_Exercise text_.
Wednesday, April 23, 2008

YSU takes on an obligation that we hope it can afford

The Youngstown State University administration and board of trustees are gambling that they can afford the recent contract with YSU’s teaching staff that President David Sweet says is not only fair, but necessary.

We will acknowledge that YSU is in a difficult position. The state is demanding a higher academic standard from its state universities, YSU has set its own quality benchmarks and the university is in the job market to replace retiring staff.

Against that backdrop, and with the knowledge that the last three-year contract with the faculty union was reached only after a short-lived strike, the administration congratulated itself of reaching an early agreement that calls for a 2.5 percent raise the first year, and 3.5 percent each of the next two years.

That may or may not sound extravagant, but look at it this way: It means that three years from now, Youngstown State will be paying $110 for every $100 it pays now. Of course, that figure could be skewed if during the same period the university replaces higher paid senior faculty with lower-paid junior faculty.

Still, by the university’s own computations, the new contract will cost about $4.5 million over the course of the contract. That’s quite a commitment for the university to make at a time when higher education is being redefined in Ohio.

It has an eerie resemblance to the city school district which, about a decade ago, approved a similar pay package because board members were convinced that the district had the money and its employees deserved the raises. Unfortunately, the district did not anticipate the upheaval the district would soon face as charter schools began siphoning hundreds of students from city classrooms and millions of dollars from district coffers.

Positive attraction

Philosophically, it is difficult to argue with Dr. Sweet about a university’s need to attract candidates with good credentials to its faculty.

The April 4 issue of The Chronicle of Higher Education reported that one of the most important factors in retaining freshmen is strong, full-time faculty members teaching the “gatekeeper courses,” such as Chemistry 101, Biology 101 and introductory (not remedial) English courses. Freshmen who could seek out their full-time professors on campus for guidance and assistance outside of class had a better chance of eventually becoming sophomores.

And Dr. Sweet has the figures to show that YSU is only doing its best to retain a respectable spot in faculty salaries among those universities it must compete with in hiring.

Still, we find ourselves more aligned with Donald Cagigas, the one member of the board of trustees who voted against the agreement. Cagigas said he didn’t begrudge the faculty a pay raise, but was concerned with the effect that the projected opening of a community college in 2010 would have on the university’s ability to afford the cost.

Everyone can only hope that three years from now Sweet and board members Scott Schulick, John Pogue, Millicent Counts, Dr. Dianne Bitonte Miladore, Harry Meshel and Larry DeJane are shown to be right and Cagigas and we are proven wrong.

_Information given_.

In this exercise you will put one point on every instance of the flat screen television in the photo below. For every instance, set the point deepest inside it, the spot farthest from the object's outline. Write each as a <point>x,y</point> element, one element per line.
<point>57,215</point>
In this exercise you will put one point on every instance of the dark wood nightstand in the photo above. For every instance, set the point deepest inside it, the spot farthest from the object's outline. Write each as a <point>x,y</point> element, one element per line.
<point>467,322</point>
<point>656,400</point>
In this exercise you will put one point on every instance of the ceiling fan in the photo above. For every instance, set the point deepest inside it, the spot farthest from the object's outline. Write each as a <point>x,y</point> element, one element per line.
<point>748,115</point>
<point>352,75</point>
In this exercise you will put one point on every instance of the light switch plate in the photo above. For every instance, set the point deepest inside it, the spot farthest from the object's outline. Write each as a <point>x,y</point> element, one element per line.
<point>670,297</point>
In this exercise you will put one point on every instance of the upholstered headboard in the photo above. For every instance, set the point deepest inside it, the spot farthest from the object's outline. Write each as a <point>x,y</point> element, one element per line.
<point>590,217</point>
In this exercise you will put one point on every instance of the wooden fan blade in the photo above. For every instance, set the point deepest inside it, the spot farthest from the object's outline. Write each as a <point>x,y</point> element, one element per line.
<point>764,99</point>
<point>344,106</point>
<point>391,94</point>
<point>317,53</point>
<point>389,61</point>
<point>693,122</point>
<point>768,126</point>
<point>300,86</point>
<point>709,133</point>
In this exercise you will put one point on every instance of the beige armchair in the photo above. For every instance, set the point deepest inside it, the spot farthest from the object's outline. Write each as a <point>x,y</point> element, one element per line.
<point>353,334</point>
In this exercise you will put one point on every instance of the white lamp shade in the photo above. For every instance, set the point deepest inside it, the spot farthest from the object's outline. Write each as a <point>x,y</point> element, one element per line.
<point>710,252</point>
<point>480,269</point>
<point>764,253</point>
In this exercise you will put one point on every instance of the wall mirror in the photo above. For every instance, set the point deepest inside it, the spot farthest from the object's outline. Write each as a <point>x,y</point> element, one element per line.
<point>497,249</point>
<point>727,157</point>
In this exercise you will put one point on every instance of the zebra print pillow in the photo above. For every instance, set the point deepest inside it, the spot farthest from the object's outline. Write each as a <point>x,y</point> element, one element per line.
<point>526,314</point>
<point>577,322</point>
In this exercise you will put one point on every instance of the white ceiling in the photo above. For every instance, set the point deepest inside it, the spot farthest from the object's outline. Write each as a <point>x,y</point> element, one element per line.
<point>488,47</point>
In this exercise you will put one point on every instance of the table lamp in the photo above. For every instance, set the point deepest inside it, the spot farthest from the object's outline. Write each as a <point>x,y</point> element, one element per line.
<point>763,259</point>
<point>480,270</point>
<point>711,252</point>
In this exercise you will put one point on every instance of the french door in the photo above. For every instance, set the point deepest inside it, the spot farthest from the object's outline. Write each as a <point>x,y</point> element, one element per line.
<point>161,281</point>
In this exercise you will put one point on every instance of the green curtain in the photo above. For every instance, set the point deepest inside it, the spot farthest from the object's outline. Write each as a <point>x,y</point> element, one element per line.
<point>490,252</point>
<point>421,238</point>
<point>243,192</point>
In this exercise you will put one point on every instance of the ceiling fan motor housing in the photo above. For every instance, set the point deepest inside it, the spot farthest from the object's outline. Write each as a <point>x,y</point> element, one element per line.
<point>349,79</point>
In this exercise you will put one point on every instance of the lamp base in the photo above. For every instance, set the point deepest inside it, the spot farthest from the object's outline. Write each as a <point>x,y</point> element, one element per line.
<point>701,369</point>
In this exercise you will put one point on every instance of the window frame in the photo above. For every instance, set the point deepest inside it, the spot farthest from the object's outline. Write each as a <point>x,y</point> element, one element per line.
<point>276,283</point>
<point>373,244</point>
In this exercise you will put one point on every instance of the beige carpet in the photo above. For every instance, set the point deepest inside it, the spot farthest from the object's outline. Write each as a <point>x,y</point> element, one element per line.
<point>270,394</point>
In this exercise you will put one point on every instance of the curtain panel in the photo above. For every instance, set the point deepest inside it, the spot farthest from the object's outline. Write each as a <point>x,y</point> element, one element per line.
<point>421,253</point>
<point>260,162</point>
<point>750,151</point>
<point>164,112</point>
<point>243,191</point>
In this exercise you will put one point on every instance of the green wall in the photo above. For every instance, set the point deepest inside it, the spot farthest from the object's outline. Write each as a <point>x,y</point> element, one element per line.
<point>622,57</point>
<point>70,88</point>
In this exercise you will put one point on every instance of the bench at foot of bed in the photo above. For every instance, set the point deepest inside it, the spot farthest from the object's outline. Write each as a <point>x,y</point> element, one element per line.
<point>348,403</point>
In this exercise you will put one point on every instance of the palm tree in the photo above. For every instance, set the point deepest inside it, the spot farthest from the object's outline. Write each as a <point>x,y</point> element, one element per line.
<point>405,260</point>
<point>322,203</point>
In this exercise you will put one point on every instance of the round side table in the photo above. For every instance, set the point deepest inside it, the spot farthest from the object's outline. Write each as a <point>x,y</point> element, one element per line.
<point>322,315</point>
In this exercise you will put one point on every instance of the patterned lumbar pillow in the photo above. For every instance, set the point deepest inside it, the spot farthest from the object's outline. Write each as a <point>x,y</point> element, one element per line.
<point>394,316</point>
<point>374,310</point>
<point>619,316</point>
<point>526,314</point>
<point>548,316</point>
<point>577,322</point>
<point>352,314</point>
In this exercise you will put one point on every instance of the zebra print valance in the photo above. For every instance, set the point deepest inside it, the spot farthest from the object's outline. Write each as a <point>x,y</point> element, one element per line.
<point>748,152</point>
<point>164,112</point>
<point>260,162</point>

_Problem 1_. Reproduce the YSU contract editorial from "Wednesday, April 23, 2008" to "fair, but necessary.".
_Problem 2_. In the YSU contract editorial, what is the university's own estimate of what the new contract will cost over its course?

_Answer section 1_.
Wednesday, April 23, 2008

YSU takes on an obligation that we hope it can afford

The Youngstown State University administration and board of trustees are gambling that they can afford the recent contract with YSU’s teaching staff that President David Sweet says is not only fair, but necessary.

_Answer section 2_. About $4.5 million.